TRY IT -> Return a copy of every line in the data below that contains "flower".

GIVEN ENTRIES ->

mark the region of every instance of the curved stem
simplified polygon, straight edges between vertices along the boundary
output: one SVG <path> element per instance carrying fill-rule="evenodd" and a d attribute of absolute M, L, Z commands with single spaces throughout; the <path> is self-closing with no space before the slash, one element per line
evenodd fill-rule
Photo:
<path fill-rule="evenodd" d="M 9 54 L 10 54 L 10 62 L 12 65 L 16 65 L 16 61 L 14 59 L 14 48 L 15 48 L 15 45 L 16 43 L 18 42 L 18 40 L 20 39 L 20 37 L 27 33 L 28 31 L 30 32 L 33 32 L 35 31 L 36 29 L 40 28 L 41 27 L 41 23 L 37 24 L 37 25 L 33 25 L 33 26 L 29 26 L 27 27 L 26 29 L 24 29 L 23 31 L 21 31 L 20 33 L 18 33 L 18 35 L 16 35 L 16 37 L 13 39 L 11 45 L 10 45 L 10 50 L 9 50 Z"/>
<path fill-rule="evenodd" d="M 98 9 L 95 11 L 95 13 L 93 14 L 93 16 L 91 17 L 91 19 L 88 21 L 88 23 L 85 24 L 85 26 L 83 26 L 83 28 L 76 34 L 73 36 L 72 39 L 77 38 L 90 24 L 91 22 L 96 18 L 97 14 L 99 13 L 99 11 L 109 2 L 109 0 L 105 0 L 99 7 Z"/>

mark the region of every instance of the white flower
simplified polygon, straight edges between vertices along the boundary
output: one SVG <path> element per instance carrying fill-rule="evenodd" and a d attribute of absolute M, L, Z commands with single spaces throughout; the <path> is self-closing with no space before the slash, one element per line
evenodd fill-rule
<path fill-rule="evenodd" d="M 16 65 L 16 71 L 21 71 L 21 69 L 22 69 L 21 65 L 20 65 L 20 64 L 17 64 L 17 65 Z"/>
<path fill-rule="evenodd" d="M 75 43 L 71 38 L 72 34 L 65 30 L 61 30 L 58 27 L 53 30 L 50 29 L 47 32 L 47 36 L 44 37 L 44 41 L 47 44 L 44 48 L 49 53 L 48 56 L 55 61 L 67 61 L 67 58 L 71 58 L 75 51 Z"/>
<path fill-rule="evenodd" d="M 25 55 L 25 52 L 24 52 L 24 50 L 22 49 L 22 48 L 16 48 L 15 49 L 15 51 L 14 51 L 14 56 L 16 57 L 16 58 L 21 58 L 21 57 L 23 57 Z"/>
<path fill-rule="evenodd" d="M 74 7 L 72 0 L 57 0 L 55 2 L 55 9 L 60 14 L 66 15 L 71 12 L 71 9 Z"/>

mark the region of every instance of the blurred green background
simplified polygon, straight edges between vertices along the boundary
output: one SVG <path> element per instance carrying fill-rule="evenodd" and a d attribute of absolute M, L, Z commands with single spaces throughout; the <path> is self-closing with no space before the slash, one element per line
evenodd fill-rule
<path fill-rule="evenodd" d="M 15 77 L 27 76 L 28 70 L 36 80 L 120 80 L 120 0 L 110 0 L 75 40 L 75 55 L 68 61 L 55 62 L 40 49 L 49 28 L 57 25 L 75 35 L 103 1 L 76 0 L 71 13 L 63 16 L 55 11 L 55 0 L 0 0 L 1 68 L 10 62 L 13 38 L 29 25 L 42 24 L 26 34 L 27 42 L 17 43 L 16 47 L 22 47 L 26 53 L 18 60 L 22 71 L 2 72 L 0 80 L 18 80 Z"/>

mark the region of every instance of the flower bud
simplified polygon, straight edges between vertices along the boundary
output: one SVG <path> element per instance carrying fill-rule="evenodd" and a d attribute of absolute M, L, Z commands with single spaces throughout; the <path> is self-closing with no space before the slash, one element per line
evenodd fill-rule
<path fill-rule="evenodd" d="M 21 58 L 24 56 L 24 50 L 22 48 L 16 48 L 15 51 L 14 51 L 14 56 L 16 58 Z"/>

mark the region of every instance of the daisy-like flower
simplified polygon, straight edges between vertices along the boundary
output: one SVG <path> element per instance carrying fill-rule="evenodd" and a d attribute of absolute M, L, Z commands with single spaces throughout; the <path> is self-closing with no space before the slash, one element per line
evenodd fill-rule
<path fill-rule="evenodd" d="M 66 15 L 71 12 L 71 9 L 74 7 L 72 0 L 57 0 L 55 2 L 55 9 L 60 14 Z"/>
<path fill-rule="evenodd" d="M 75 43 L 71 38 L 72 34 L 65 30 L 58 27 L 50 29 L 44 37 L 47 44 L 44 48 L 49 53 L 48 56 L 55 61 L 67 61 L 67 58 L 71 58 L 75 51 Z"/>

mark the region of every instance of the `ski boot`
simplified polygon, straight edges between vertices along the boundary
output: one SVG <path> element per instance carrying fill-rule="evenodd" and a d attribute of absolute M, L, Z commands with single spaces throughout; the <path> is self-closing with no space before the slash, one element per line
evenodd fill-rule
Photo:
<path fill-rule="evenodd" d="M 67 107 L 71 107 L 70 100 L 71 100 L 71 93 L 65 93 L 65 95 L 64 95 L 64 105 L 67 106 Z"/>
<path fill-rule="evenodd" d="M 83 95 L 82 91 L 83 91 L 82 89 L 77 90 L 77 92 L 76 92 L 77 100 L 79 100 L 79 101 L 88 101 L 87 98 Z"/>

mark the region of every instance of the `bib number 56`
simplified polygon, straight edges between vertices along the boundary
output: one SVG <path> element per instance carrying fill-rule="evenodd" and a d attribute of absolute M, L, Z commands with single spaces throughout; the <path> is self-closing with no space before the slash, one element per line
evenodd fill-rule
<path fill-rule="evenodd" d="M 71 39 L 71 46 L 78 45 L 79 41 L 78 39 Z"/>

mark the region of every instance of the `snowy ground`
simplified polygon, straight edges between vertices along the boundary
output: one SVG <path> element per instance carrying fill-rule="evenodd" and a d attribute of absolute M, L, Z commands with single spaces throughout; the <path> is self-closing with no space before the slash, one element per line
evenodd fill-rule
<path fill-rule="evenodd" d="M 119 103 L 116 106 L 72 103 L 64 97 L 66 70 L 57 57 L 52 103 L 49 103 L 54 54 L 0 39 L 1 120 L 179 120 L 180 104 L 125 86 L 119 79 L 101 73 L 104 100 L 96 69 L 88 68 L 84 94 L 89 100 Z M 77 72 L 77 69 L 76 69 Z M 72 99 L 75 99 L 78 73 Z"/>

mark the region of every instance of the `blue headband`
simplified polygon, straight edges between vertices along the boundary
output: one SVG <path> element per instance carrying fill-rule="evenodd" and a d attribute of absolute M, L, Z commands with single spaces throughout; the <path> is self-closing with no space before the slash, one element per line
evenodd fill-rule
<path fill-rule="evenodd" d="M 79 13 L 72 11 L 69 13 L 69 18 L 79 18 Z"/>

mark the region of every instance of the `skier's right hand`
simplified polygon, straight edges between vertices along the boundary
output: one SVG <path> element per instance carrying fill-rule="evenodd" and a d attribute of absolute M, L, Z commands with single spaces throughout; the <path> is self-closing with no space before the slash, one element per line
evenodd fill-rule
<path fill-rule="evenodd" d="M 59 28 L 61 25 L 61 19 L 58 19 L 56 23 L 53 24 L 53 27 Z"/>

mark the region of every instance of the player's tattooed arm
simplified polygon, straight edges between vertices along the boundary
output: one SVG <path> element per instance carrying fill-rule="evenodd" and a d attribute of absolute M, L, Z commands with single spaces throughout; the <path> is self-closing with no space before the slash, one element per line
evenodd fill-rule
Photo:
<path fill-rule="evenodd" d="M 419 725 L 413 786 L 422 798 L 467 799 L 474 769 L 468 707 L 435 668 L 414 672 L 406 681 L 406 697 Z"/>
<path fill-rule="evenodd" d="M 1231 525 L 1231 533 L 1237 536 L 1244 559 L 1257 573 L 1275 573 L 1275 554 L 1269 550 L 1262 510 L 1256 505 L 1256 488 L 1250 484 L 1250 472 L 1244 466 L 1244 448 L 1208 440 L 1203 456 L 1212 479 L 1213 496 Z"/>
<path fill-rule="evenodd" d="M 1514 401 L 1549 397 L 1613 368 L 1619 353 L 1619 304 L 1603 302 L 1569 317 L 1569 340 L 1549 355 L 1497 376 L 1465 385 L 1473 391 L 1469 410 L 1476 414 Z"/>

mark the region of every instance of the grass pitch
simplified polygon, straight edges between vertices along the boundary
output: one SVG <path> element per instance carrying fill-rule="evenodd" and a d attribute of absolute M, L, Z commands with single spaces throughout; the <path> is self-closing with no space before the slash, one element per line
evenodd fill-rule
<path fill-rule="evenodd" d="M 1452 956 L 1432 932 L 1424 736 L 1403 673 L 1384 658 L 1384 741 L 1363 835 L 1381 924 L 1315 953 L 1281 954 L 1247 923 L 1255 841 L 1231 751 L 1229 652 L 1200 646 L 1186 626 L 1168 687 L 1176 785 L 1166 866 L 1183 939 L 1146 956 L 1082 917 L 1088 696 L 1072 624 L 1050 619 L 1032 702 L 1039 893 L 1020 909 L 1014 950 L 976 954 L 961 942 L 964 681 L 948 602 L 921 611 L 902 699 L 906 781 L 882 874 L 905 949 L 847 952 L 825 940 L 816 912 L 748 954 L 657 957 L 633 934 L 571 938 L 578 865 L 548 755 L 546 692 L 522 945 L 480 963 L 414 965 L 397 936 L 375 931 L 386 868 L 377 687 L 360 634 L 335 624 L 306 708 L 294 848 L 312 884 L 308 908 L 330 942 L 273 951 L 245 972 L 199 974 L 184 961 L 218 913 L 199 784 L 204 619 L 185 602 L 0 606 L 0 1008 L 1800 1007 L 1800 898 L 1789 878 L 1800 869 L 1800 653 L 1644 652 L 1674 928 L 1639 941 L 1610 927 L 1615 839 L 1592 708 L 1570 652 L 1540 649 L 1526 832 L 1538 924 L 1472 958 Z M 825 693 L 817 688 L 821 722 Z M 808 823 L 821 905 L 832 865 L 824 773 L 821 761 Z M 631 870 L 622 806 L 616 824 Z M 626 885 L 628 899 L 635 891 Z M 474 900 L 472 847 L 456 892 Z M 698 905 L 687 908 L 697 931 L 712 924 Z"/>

RESULT FOR THIS TASK ->
mark the region of every instance of the white flower
mark the region of every instance of the flower bud
mark the region of every instance of the daisy-like flower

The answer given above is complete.